Ben yazmayı yazar değil YAZAN olmayı ortalıkta bir çok copy paste yazarları çıkınca ondan sonra bunlara cevap yazmaktan yazan oldum. Birde yazmamı gerektiren başka bir durum ise müdahele etme lüzümü idi. Müdahil olmak kadar sürece müdahale etmek gerekliliği düşüncesindeyim. Niyetlerini düşüncelerini ezilmeden kırılmadan yazan biriyim, kendimi bozmam saygımı bozmam saygı duyulmayacaklara iş olsun torba dolsun diye de reverans edip belimi ağırtmam.
Güvenmediğiniz birinin bir alanda yazması sizi rahatsız ediyor ve burada olmak istemiyor iseniz sizi kimse belki anlamaz ama en iyi ben anlarım. Çünkü türkiyede öyle adamlar varki konferans salonlarında onlar konuşmaya başladığında salondan çıkıyorum. Midem bulanıyor. Ve ya panellere panelist isim listesine bakıp katılıyorum. Dolayısı ile bu tavrınızı saygı ile karşılarım.
Geçen günlerde Dolapdere kampusün de çatı partisi ile ilgili bir toplantıda konuşmacılara herkes bu tepkiyi gösterince divandaki yönetici arkadaş müdahale etmek zorunda kaldı ve şu cümle döküldü microfonlardan arkadaşlar dışarı çıkıyorsunuz bu ihtiyaç molasımı yoksa konuşmacılara tavır mı ? diye sorma gereği duydu . Bu şunun göstergesidir. Artık bizim bazı adamlara tahammülümüz kalmadı . Bu yüzden senin tavrını anlayabiliyorum. Bu konuda size söyleyebileceğim hiçbir şey olamaz. Bu tamami ile sizin tasarrufunuz ama biliyorumki miracın böyle bi sorunu yok. Kendisinin bu konudaki düşüncesini bilmiyorum ama sizin bulunduğunuz sayfa da gazetede yazı yazabilecek biri.
Yazımda belirttiğim birkaç hususa cevap vermişsiniz onları biraz açmak isterim.bunlar açıldığın da yazışmamızın önemi daha iyi ortaya çıkacaktır. Herkese önerimdir bu tarz yazışmalar yapılmalıdır. Bu tartışmalar bizi biri birimize daha çok yakınlaştırır.
Hatırlamama gerek yok siz kendi aranızdaki tartışmada asla taraf olmam konusunda
Hiçbir şey söylemediniz Bunun altını çizmek isterim. Duruşunuz da buna müsait değil konu ile ilgili olarak siz bana bir şey göndermediniz. Ancak başka internet sitelerine düşmüş yazınız ve bu yazınıza değin cevabi yazılar olduğu için sizde hatırlayacaksınız ki bunlar doğru şeyler değil özellikle sizin şahsınızda saygınlığınızı zedeler diye cevap yazınca bu tür polemikler sonuç vermediği gibi bizi yıpratır dolayısı ile sizde bunu olumladığınızı ve buna uyacağınızı söylediniz yani önerimi olumlu karşıladınız.
Burada bir çok insanın ortak düşüncesi de bu idi. miraç ural konusunda beni uyardığınız için size teşekkür ettim ve bu sayfanın üyesidir. Ancak sayfaya değil benim posta adresime yazı gönderiyor diye de belirttim.

## Ham kayıtlar
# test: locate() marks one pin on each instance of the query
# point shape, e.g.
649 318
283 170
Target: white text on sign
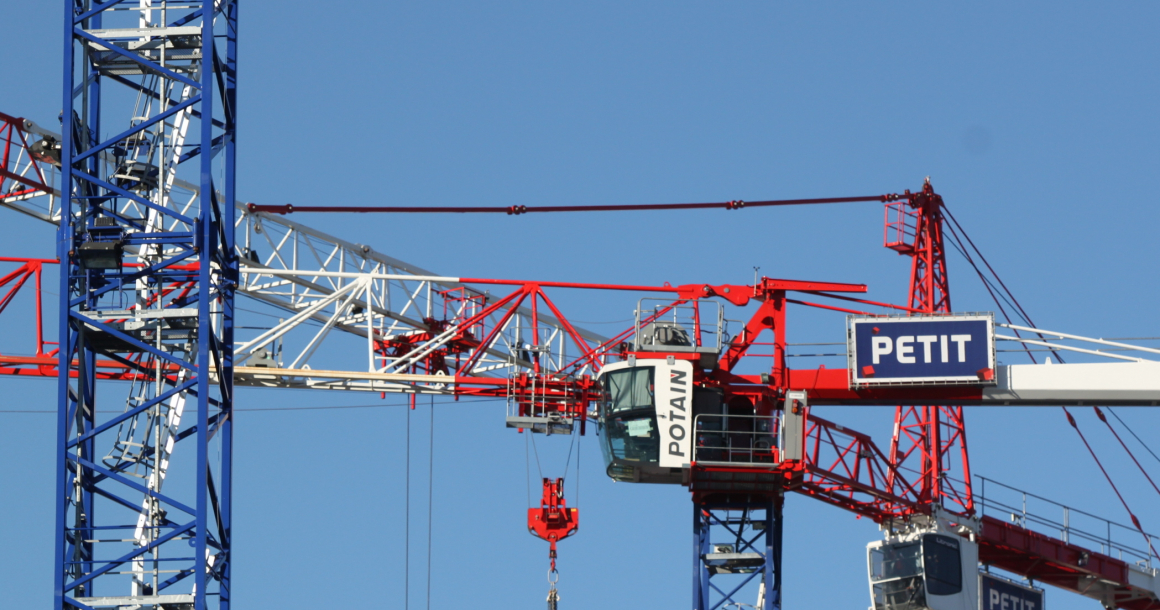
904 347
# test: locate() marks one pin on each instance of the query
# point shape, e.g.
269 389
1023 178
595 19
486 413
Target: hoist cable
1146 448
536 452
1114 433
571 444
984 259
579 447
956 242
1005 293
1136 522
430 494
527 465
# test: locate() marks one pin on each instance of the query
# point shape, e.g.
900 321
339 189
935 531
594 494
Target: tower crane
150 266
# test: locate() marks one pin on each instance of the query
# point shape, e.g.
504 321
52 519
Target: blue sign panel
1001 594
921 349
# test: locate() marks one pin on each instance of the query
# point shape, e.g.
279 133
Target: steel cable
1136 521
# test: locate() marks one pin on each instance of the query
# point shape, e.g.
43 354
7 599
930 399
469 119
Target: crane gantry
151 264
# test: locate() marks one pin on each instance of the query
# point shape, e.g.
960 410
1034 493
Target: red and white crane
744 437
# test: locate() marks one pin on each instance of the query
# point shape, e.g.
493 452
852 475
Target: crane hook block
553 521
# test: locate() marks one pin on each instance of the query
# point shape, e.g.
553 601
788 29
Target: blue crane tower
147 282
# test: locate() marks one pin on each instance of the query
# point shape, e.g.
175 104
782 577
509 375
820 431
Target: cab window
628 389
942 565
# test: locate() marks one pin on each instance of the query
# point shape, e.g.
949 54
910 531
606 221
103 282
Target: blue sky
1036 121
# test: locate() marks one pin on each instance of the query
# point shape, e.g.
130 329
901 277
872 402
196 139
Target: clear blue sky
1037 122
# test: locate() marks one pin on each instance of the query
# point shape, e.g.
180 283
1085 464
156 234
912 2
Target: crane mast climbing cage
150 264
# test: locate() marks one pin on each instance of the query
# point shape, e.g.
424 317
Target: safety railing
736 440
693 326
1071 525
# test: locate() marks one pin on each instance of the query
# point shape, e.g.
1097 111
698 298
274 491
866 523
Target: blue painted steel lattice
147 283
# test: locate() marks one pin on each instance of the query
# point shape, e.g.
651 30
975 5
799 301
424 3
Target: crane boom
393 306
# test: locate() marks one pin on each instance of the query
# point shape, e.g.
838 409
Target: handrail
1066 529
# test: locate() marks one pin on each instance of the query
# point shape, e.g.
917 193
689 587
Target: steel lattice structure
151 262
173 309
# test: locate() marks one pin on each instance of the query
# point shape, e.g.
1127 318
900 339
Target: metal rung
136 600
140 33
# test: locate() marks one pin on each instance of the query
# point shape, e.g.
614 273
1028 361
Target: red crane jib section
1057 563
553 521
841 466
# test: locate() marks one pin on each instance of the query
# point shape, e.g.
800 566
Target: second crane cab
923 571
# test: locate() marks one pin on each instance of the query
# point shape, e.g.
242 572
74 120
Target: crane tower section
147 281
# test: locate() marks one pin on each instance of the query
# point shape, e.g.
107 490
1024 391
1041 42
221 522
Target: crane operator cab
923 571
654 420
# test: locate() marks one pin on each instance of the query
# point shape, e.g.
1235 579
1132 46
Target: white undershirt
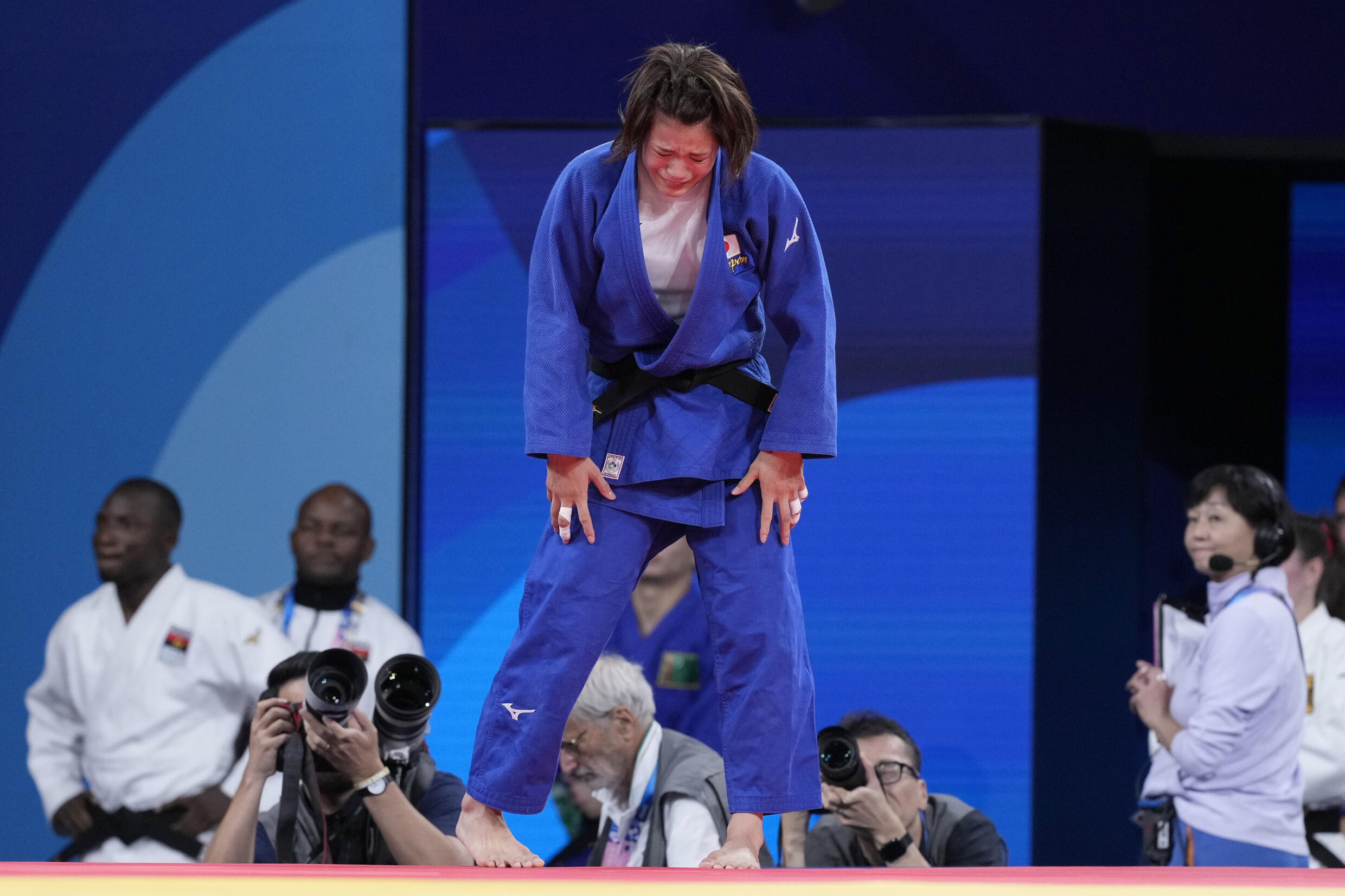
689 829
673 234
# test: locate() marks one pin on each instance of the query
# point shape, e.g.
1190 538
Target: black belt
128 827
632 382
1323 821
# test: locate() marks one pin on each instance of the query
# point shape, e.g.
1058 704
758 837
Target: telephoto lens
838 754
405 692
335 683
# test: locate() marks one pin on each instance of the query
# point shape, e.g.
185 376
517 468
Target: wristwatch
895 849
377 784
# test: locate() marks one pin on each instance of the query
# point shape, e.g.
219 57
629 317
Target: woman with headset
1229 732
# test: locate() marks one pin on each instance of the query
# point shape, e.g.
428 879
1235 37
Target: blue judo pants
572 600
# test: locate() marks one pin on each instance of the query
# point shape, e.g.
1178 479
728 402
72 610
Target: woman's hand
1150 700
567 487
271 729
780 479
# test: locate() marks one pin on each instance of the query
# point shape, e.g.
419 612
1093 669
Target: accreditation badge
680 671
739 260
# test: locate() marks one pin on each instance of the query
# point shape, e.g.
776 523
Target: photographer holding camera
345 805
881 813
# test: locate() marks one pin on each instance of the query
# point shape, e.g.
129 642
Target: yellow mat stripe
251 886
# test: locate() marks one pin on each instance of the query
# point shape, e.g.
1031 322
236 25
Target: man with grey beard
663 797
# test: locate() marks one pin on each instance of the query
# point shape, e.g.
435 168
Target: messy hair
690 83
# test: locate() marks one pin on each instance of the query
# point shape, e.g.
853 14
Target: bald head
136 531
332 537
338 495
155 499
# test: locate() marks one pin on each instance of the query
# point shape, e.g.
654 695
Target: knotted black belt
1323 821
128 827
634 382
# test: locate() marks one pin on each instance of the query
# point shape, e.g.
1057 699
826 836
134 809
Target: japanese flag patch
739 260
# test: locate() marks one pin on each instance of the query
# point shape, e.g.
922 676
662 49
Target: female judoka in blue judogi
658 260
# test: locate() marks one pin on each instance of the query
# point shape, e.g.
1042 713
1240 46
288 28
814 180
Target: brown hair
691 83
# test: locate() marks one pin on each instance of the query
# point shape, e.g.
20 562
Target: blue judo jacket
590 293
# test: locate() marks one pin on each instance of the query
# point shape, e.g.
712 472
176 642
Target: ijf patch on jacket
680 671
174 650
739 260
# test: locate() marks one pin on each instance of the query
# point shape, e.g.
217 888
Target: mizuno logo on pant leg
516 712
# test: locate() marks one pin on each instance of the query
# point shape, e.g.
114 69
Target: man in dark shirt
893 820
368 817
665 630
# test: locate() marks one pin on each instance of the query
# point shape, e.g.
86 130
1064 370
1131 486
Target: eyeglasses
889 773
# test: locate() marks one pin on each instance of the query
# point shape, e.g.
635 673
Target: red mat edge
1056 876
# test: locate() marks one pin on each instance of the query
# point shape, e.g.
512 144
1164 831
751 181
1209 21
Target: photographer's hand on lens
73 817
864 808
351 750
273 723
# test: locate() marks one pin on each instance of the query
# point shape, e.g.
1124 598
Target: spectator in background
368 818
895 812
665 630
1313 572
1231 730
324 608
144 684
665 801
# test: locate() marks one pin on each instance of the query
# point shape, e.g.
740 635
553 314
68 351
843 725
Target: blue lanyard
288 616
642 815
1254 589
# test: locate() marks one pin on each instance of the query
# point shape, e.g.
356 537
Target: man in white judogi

## Yapılacak iş
Verilen metnin "Güvenmediğiniz birinin bir" ile başlayıp "saygı ile karşılarım." ifadesine kadar süren kısmını, "konferans salonlarında" ifadesini "toplantı salonlarında" olarak değiştirip tekrar yazın.

## Bu işin çözümü
Güvenmediğiniz birinin bir alanda yazması sizi rahatsız ediyor ve burada olmak istemiyor iseniz sizi kimse belki anlamaz ama en iyi ben anlarım. Çünkü türkiyede öyle adamlar varki toplantı salonlarında onlar konuşmaya başladığında salondan çıkıyorum. Midem bulanıyor. Ve ya panellere panelist isim listesine bakıp katılıyorum. Dolayısı ile bu tavrınızı saygı ile karşılarım.